Problem requirements: Write the records below out in full, character for character, with no pictures.

(Stored data)
________________________________________
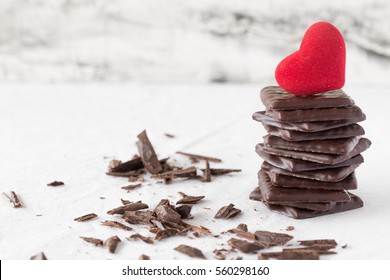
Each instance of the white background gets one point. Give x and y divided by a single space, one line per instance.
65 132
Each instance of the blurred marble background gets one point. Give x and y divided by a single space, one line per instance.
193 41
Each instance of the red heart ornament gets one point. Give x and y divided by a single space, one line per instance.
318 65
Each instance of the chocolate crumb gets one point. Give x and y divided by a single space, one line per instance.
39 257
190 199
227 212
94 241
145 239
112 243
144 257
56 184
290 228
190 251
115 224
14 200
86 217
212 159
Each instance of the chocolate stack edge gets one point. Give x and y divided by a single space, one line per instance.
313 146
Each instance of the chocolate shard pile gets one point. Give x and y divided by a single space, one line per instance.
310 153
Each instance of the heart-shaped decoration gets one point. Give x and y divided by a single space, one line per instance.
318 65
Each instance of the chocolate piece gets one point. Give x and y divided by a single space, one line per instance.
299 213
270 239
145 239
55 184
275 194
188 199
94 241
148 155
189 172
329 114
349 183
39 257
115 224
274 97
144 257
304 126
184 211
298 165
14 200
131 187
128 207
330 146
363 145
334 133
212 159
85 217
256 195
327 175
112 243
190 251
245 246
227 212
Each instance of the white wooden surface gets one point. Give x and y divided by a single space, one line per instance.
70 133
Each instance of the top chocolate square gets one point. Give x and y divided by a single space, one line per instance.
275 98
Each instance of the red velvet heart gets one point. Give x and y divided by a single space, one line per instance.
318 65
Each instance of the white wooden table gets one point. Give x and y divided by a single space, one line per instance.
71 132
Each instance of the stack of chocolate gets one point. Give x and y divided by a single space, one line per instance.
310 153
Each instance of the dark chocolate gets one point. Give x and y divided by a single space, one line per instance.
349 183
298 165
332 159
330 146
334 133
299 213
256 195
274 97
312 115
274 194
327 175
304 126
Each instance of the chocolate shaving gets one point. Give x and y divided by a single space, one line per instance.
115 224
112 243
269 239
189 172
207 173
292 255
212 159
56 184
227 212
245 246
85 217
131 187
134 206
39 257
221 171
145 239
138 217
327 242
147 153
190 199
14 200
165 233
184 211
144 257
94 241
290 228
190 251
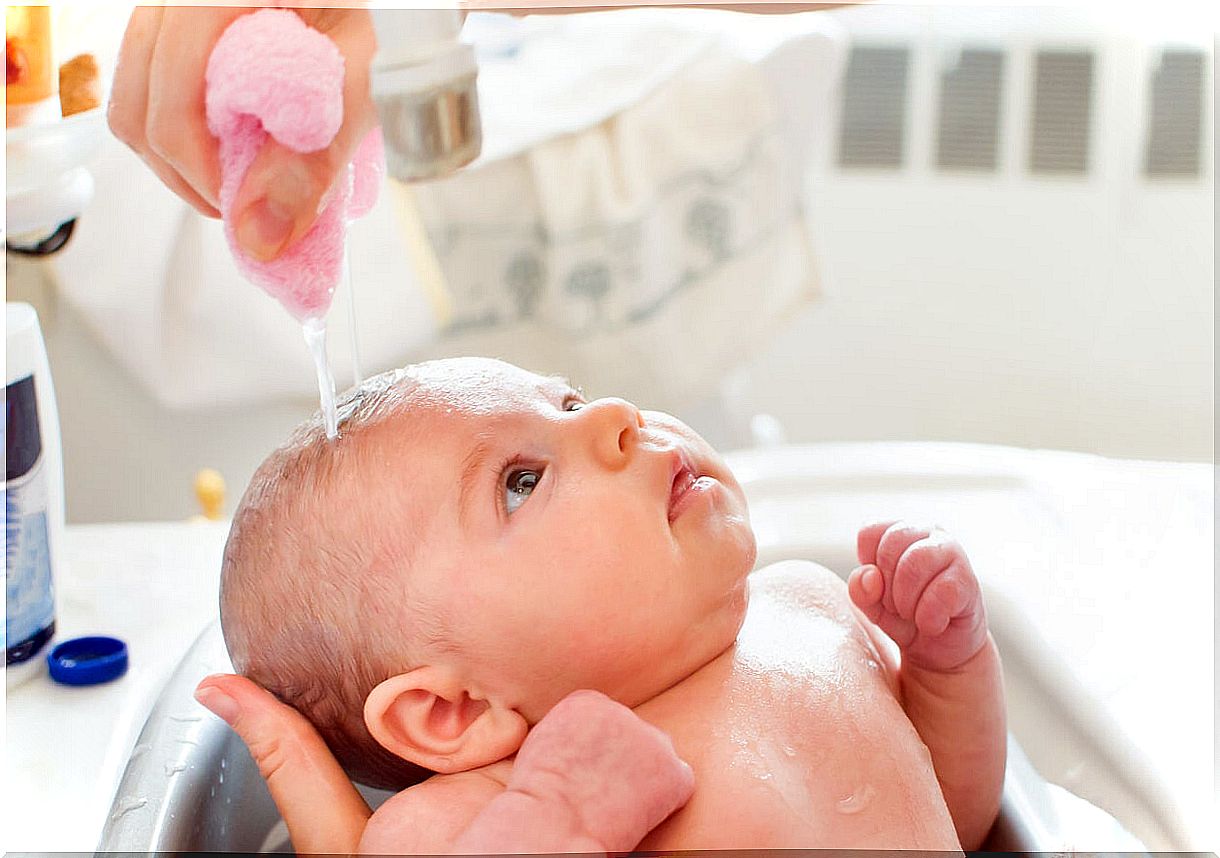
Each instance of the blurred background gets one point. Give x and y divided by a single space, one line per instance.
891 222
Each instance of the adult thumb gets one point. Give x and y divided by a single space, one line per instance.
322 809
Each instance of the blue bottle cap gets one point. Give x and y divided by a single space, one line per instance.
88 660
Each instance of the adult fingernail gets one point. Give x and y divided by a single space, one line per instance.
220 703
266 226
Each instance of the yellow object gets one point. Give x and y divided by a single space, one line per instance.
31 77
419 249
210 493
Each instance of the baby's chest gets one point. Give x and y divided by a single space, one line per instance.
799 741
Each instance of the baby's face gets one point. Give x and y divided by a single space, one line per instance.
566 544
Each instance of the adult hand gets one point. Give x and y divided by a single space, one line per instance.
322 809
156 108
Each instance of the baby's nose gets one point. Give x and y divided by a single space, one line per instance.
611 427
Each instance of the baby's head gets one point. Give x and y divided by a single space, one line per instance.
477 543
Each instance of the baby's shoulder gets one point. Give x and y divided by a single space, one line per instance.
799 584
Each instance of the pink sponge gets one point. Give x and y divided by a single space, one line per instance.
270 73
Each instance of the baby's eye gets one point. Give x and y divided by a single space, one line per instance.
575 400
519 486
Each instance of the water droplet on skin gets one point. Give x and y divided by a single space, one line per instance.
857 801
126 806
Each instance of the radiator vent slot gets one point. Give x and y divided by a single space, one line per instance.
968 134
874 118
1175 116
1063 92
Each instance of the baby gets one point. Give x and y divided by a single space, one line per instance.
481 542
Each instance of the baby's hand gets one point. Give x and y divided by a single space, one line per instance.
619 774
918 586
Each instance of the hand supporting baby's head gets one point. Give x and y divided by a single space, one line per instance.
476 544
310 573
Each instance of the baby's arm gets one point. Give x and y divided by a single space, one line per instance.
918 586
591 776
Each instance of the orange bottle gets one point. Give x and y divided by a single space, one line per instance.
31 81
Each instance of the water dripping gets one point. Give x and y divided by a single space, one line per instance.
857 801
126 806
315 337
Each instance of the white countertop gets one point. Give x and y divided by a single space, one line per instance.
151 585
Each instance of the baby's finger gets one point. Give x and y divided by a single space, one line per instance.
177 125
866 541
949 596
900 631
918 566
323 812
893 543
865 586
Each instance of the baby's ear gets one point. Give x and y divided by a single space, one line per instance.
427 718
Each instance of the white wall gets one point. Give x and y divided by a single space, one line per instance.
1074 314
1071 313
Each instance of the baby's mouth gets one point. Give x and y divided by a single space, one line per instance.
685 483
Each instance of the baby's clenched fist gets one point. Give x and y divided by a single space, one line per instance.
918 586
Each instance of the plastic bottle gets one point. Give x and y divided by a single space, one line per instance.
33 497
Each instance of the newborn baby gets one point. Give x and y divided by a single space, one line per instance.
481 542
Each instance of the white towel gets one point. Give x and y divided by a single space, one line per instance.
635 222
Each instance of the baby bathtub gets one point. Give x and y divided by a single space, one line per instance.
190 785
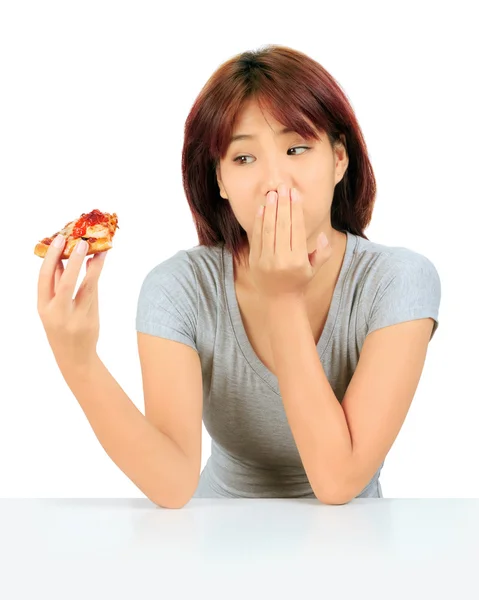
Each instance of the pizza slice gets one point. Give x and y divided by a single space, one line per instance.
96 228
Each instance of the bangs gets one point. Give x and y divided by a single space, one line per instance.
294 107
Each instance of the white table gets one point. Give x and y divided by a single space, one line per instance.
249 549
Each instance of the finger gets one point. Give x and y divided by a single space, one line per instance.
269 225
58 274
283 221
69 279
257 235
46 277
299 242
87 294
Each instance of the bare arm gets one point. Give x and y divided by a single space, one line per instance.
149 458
________________________________________
Answer in full:
Each instance of the white background gets one point. Give x and y divided by a single space, one line per instance.
65 132
Each instance of the blurred marble background gets one point. Give x and y divided by a single space, one line per instance.
193 41
Each instance of the red heart ornament gets one point. Give x and y divided by a single space, one line per instance.
318 65
Each instance of the chocolate crumb gets one point. Give x and y divided by a single space, one line per instance.
39 257
190 199
227 212
94 241
145 239
112 243
144 257
56 184
290 228
190 251
115 224
14 200
86 217
212 159
Each instance of the chocolate stack edge gets one point. Give x and y divided by a single space, one line per instance.
313 146
Each instance of the chocolate shard pile gets one point. Give x and y divided by a single space, one line per instance.
310 153
Each instance of the heart-shaped decoration gets one point. Give x and y divided by a single space, one line per instance.
318 65
Each instance of the chocolate piece gets one point. Give x and y divided by a single space, one line per instance.
299 213
270 239
145 239
55 184
275 194
188 199
94 241
148 155
189 172
329 114
349 183
39 257
115 224
274 97
144 257
304 126
184 211
298 165
14 200
131 187
128 207
330 146
363 145
334 133
212 159
85 217
256 195
327 175
112 243
190 251
245 246
227 212
Each instance of the white wooden surface gets one point. Give x and y divided by a single space, one line per instance.
70 133
Each instance of the top chocolate square gets one point. Give x and y divided by a single space, one line per instance.
275 98
Each instance of the red velvet heart gets one point. Give x and y divided by a single space, one line per instance.
318 65
Each instance of the white wooden table gets one point. Give x and y divided by a single space, one line per instance.
71 132
Each instance of the stack of chocolate gets one point. Give x and y divided by a single space, one line per instance.
310 153
Each instance of the dark chocolate gets one point. Give x and y divided by a single space, one line per instance.
349 183
298 165
332 159
330 146
334 133
299 213
256 195
274 97
312 115
274 194
327 175
304 126
Each instance of the chocolate shaving gets one point. Give x and y divided by a single space, one line per instance.
115 224
112 243
269 239
189 172
207 173
292 255
212 159
56 184
227 212
245 246
85 217
131 187
134 206
39 257
221 171
145 239
138 217
327 242
147 153
190 199
14 200
165 233
184 211
144 257
94 241
290 228
190 251
Each instance of the blurred background gets one point. Give x and y divided by a single space, one line per instance.
891 222
Each instance of the adult thumb gets one point. Give x and y divided by a single space, one line per instance.
322 809
Each instance of the blue bottle cap gets one point. Give x and y divided by a single space, one line per instance.
88 660
Each instance of the adult fingernail gets one point. Give x and y divided by a single space, one line per instance.
220 703
266 226
Each instance of the yellow object gets one point. Give x and y divided by a single space, one line per instance.
31 77
419 249
210 493
Each instance of the baby's chest gets one point. Give x and y divided by a single space, one line per instance.
799 741
Each instance of the baby's face gets one point. Give x and y divided by a single space, one line per instance.
566 544
Each instance of the adult hand gets one point. Give x and y divided by a single space, one line per instance.
322 809
156 108
Each instance of the baby's nose gets one point. Give x and y divided by a single space, one line per instance.
611 427
Each instance of the baby's head gets one point. Give x and y divided by a single space, one line per instance.
477 543
Each instance of the baby's shoulder gets one point. Give x and y divided by a single space, one line per instance.
799 584
Each instance of the pink sponge gets one point. Give x and y divided by a single space, one line per instance.
270 73
Each instance of the baby's eye gets one point. Give x and y divided by a single space, one line per instance.
575 400
519 486
Each instance of the water droplet on skin gets one point. Give x and y divided by a single space, one line per instance.
857 801
126 806
Each instance of the radiator vent slot gets one point. Give x and y divided by a single space, one line per instance.
968 134
874 118
1175 116
1063 92
Each instance of the baby gets one point. Give x and y divided by a single space, one line per instance.
481 542
Each instance of the baby's hand gets one point. Give x and y divided by a single space, one line per instance.
619 774
918 586
Each instance of the hand supporting baby's head gets one point. Give x and y divided by a single space, one line per instance.
476 544
310 573
Each instance of the baby's arm gets one point. Give x and y divided by a single space, one line per instance.
918 586
591 776
Each instance of the orange bottle gets one point. Give x and y divided by a single space, one line per instance.
31 81
Each instance of the water dripping gets one point. Give x and y divided by a single space, one line per instance.
857 801
126 806
315 337
Each instance of the white countertop gets one point. Give x and y divided by a single space, one line per instance.
151 585
Each instance of the baby's finger gets one point. Give x and y divided by a single space, one line per instance.
177 125
866 541
949 596
900 631
918 566
323 812
893 543
865 586
Each instance of the baby's ear gets one point. Give x and y divided by a single space, one line per instance.
427 718
Each instance of the white wall gets one point. Give x and y divided by a single space, one line per instance.
1074 314
1071 313
Each instance of the baby's mouth gets one point. Give x and y divided by a single space, one line per instance.
685 483
Each instance of the baby's clenched fist gets one point. Give x and y divided by a single space, one line per instance.
918 586
Each instance of the plastic bottle gets one point. Give x and y divided by a single space, one line per instance.
33 497
Each instance of the newborn baby gets one point. Give x and y divided by a single space, one line per instance.
481 542
Each instance of the white towel gets one point. Give x and y divided by a single space, one line per instance.
635 222
Each instance of the baby bathtub gets one point. Give x and y divided by a single space, one line per instance.
190 785
Each instance of the pizza slice gets one point. Give x and y divided by a single space, one line per instance.
96 228
Each instance of the bangs gets one point. Give x and y divided by a single space, one line per instance.
294 107
Each instance of the white table gets one point. Give x and y divided by a single space, one line per instance.
249 549
Each instance of the finger gets one point. Give x and y divided by a single space, one line per instance.
269 225
58 274
283 221
69 279
257 235
46 277
299 242
87 294
Each instance of the bare arm gets one point. Give x and y divided by a single space, one line per instance.
149 458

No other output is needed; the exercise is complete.